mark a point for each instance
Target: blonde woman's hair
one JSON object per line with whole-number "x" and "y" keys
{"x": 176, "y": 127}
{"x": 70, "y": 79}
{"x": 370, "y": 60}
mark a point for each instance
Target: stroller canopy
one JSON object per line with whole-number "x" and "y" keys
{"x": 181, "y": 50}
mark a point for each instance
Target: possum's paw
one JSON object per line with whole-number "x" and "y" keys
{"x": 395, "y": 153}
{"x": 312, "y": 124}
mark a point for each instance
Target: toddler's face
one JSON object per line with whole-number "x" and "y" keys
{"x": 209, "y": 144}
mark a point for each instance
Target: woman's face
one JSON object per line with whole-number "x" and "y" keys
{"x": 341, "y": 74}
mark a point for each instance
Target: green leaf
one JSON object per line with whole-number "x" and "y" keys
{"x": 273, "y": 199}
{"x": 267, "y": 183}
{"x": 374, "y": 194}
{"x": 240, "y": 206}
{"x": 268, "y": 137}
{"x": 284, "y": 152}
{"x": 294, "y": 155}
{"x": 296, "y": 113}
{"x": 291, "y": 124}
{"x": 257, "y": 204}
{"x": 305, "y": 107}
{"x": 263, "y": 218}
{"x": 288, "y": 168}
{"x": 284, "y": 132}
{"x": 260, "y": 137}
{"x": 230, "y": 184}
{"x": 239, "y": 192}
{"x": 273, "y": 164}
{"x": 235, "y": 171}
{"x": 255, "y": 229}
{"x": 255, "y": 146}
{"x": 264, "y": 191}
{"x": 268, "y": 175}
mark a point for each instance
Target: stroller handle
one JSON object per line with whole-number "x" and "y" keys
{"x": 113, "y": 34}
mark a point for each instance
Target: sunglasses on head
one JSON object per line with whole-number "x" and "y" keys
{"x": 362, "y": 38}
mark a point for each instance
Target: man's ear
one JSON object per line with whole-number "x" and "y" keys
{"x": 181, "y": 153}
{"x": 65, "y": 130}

* * *

* _Goal of the exercise_: Your reply should consist of all the records, restated exactly.

* _Solution to the exercise_:
mark a point for each instance
Target: blonde woman's hair
one JSON object per line with whole-number "x" and "y" keys
{"x": 176, "y": 127}
{"x": 70, "y": 79}
{"x": 370, "y": 60}
mark a point for each instance
Target: stroller canopy
one JSON object per line with whole-number "x" and "y" keys
{"x": 181, "y": 50}
mark a point for each instance
Target: possum's paw
one JSON object per line with whole-number "x" and "y" keys
{"x": 395, "y": 153}
{"x": 312, "y": 124}
mark a point for each instance
Target: toddler's face
one JSON object per line with whole-number "x" and "y" keys
{"x": 209, "y": 144}
mark a point for each instance
Target: woman's face
one JSON object per line with whole-number "x" and "y" keys
{"x": 341, "y": 74}
mark a point for each instance
Target: green leaf
one JSON object per line with whole-number "x" and "y" keys
{"x": 273, "y": 199}
{"x": 267, "y": 183}
{"x": 374, "y": 194}
{"x": 240, "y": 206}
{"x": 268, "y": 137}
{"x": 284, "y": 152}
{"x": 294, "y": 155}
{"x": 296, "y": 113}
{"x": 291, "y": 124}
{"x": 257, "y": 204}
{"x": 305, "y": 107}
{"x": 263, "y": 218}
{"x": 288, "y": 168}
{"x": 284, "y": 132}
{"x": 260, "y": 137}
{"x": 230, "y": 184}
{"x": 239, "y": 192}
{"x": 273, "y": 164}
{"x": 235, "y": 171}
{"x": 255, "y": 229}
{"x": 255, "y": 146}
{"x": 264, "y": 191}
{"x": 268, "y": 175}
mark a point for each instance
Target: stroller handle
one JSON object per line with whole-number "x" and "y" keys
{"x": 113, "y": 34}
mark a point for each instance
Target: sunglasses on head
one JSON object per line with whole-number "x" and "y" keys
{"x": 362, "y": 38}
mark a point for each instance
Target: man's ear
one JSON object per line with whole-number "x" and "y" keys
{"x": 181, "y": 153}
{"x": 65, "y": 130}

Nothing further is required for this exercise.